Short exercise:
Rename "wispy cloud" to "cirrus cloud" throughout the records and change nothing else. Leave the pictures out of your answer.

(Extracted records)
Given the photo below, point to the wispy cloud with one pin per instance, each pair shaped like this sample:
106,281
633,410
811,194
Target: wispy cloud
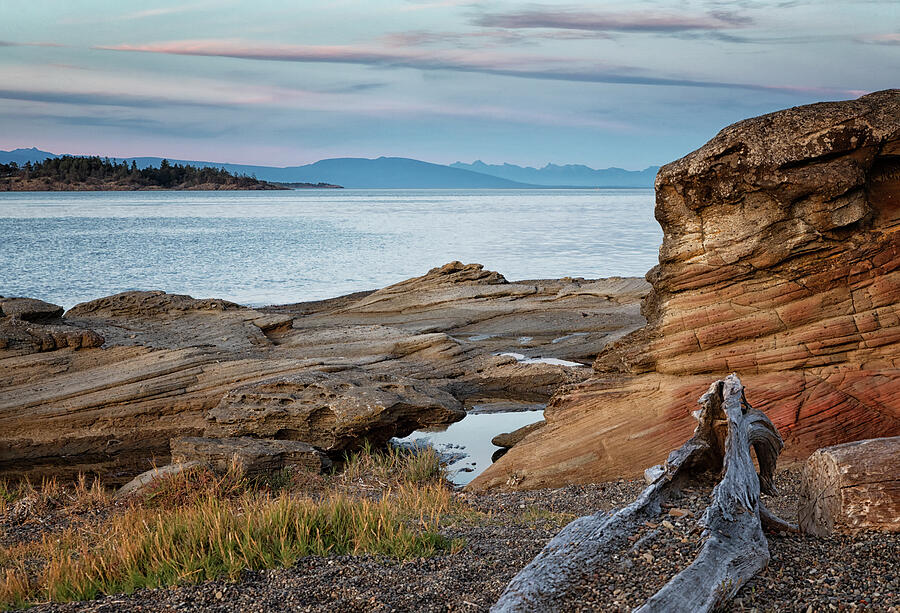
597,21
107,17
459,40
529,67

Exercise result:
Given the photo below, point to the cirrus cloud with one pin per instance, each pair shaped like this sample:
106,281
633,410
811,194
Target: cirrus cloud
597,21
107,17
459,40
529,67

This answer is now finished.